● Problem 1
Retype the part of the ITV article that begins at the words "From a business" and stops after the words "17p in FY2016).".

● Document
■ ■ ■ ■ ■ ■ ■

From a business perspective, ITV (ITV) can be very proud of Love Island. The programme – which sees couples compete for a £50,000 prize – may have divided the nation’s sense of morality, but its army of young viewers has been gold dust for advertisers. ITV advertising revenue fell 8 per cent to £769m in the first six months of 2017, but that figure could have been much worse without the success of the broadcaster’s reality TV offering. Even so, concerns about the drop-off in advertising have forced broker Numis to cut its full-year pre-tax profit and EPS forecasts to £770m and 15.4p, respectively (from £847m and 17p in FY2016).

■ ■ ■ ■ ■ ■ ■

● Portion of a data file
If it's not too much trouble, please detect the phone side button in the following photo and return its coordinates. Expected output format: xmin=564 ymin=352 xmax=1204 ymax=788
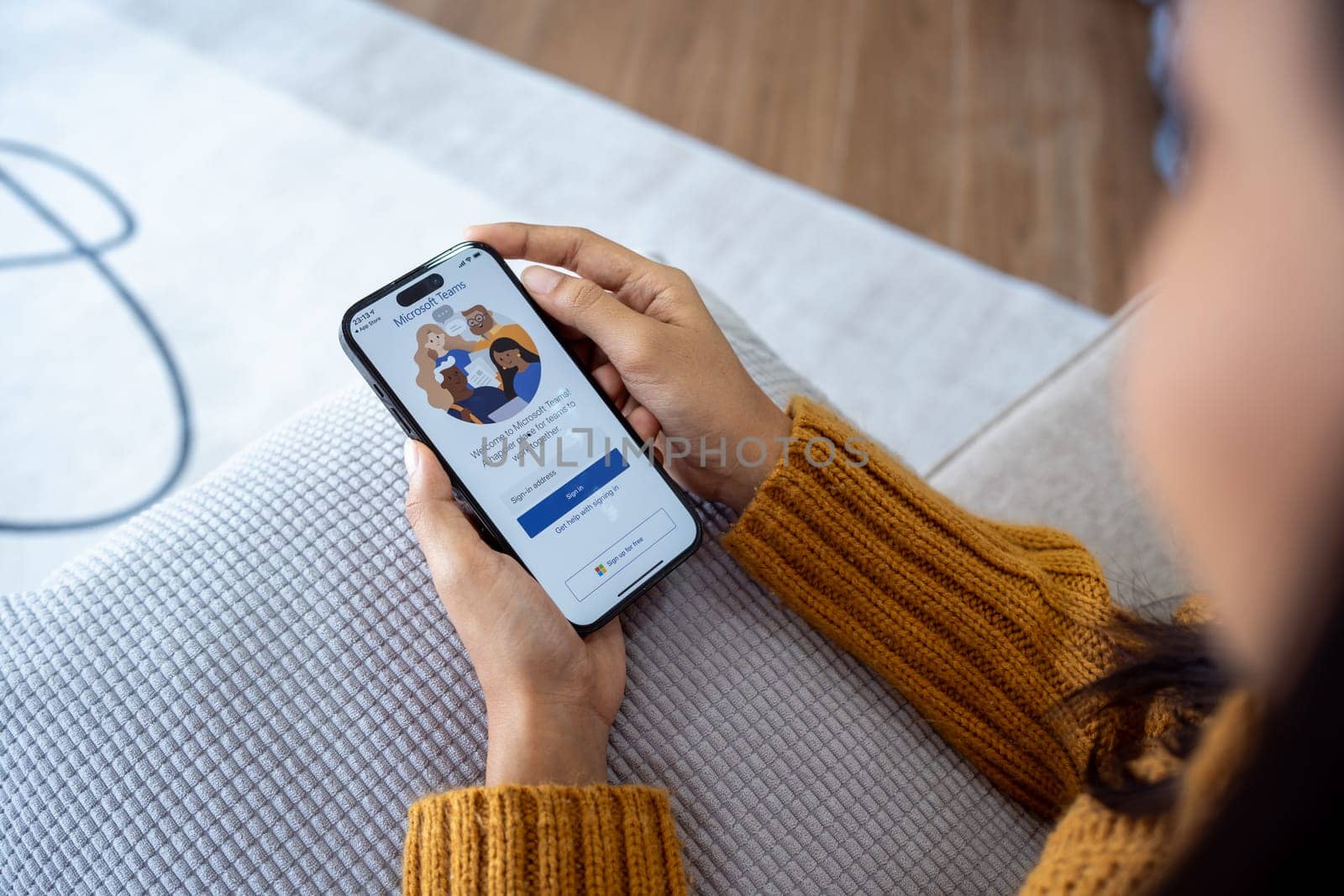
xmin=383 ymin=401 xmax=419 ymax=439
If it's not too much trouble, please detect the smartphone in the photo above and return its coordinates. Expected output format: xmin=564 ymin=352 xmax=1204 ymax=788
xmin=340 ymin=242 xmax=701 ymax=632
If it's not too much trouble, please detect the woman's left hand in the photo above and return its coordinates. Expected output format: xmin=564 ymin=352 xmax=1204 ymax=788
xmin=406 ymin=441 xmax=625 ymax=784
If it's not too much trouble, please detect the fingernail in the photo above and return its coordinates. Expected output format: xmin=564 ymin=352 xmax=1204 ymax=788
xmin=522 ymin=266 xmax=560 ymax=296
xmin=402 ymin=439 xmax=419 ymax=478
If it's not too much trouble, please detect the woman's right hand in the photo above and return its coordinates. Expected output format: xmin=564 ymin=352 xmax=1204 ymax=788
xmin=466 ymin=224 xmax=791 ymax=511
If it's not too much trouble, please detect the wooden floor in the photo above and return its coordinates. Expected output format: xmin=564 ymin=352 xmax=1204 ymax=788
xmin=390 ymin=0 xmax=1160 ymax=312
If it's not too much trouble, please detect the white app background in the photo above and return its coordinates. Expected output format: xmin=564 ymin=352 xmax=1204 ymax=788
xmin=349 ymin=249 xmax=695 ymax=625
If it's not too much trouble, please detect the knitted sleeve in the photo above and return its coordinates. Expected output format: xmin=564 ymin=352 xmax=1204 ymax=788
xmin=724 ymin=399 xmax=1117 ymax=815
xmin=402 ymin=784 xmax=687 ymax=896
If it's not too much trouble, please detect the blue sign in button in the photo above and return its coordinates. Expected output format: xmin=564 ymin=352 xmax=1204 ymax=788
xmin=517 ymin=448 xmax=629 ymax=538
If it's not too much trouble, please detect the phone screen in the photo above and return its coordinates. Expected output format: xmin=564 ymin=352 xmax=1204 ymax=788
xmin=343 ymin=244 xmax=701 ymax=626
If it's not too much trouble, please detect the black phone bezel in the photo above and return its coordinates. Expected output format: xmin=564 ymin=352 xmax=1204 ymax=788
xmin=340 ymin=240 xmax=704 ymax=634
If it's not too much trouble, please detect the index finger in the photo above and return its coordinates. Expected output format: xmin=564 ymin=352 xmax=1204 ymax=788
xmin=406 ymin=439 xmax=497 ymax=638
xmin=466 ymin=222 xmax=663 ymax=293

■ ■ ■ ■ ■ ■ ■

● Problem 2
Echo the lines of the listing starting at the line that contains "If it's not too much trouble, please detect the wooden" and ending after the line that contains "xmin=390 ymin=0 xmax=1160 ymax=312".

● Correct response 1
From a business perspective, ITV (ITV) can be very proud of Love Island. The programme – which sees couples compete for a £50,000 prize – may have divided the nation’s sense of morality, but its army of young viewers has been gold dust for advertisers. ITV advertising revenue fell 8 per cent to £769m in the first six months of 2017, but that figure could have been much worse without the success of the broadcaster’s reality TV offering. Even so, concerns about the drop-off in advertising have forced broker Numis to cut its full-year pre-tax profit and EPS forecasts to £770m and 15.4p, respectively (from £847m and 17p in FY2016).

● Correct response 2
If it's not too much trouble, please detect the wooden floor in the photo above and return its coordinates. Expected output format: xmin=564 ymin=352 xmax=1204 ymax=788
xmin=390 ymin=0 xmax=1160 ymax=312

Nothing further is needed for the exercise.